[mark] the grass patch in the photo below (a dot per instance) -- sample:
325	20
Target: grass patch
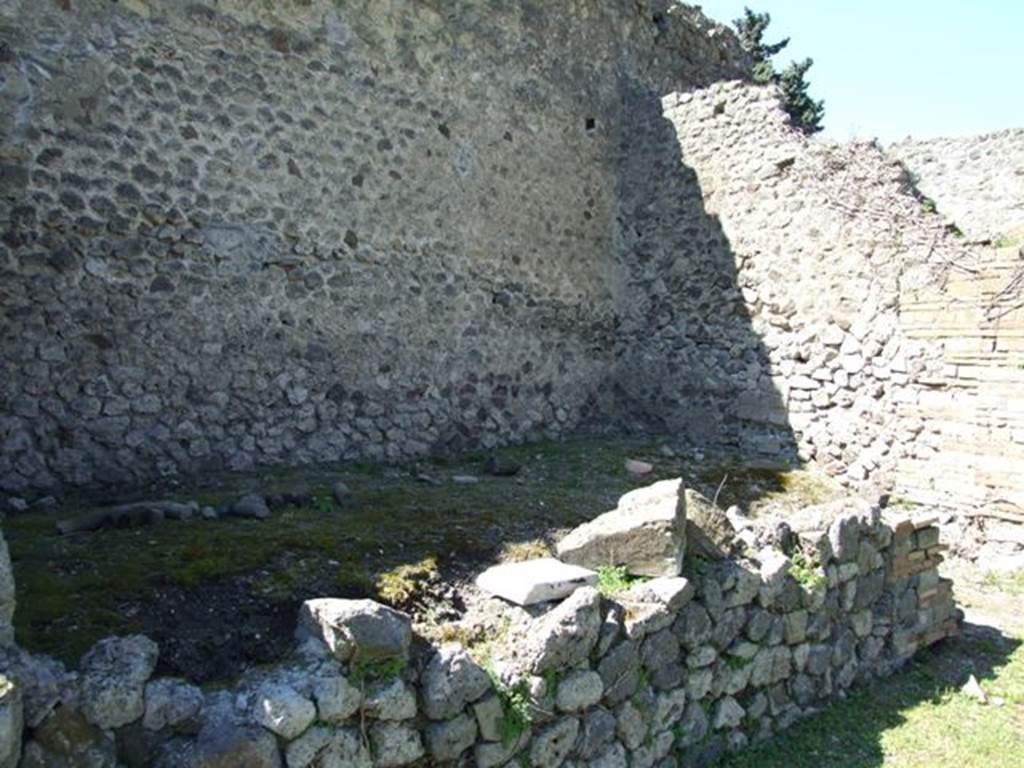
753	488
915	719
612	581
403	585
807	571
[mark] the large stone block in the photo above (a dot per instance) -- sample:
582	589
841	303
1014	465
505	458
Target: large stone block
645	534
359	629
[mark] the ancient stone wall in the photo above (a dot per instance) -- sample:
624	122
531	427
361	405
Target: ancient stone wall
813	293
978	181
250	232
674	672
774	291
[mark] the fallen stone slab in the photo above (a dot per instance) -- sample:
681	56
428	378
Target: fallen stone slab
645	534
637	467
355	629
535	581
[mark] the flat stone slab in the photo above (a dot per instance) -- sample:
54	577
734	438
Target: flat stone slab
535	581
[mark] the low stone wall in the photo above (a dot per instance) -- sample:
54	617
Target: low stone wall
673	672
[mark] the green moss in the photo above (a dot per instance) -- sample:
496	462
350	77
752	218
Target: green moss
807	571
402	585
612	581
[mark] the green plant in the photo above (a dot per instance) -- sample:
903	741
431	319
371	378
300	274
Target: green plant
613	580
515	707
551	678
374	671
805	113
403	585
807	571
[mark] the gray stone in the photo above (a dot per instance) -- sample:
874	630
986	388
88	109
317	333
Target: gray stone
493	754
283	710
390	699
531	582
554	743
66	739
225	744
710	534
489	713
359	629
340	492
631	725
579	690
728	714
693	627
562	637
252	505
7	598
170	702
613	756
114	673
597	729
620	671
450	738
336	698
323	747
645	534
395	743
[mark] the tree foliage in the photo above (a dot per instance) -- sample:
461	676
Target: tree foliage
805	113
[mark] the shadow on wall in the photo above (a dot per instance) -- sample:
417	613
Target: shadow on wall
687	360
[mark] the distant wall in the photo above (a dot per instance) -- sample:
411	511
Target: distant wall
978	181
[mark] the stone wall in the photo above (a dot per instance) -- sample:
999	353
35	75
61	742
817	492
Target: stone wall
- - -
● Exercise objective: Copy every line from the material in which the word "above" can be found.

● Result for this task:
[mark] the large stone block in the photo above (a dot per instance) -- sample:
[mark] the ancient stone wall in the photo above (a dot per instance) -- sample:
[mark] the fallen stone slab in the photo above (a dot per instance) -- sample:
[mark] the flat stone slab in the photo above (a dot per instance) -- sample:
[mark] the low stone wall in the photo above (a dot per instance) -- sample:
[mark] the green moss in the photo above (a dot per instance) -- sample:
[mark] the green plant in the photo above (a dot per instance) -- sample:
[mark] the gray stone in the photo above (a dot per instance) -- sample:
[mark] the tree foliage in the photo above (a dot per instance) -- sample:
[mark] the shadow on wall in the photo above (a dot per instance) -- sample:
[mark] the distant wall in the photo above (a dot per instance) -- sample:
[mark] the stone wall in the photo above (a dot per instance) -- sample:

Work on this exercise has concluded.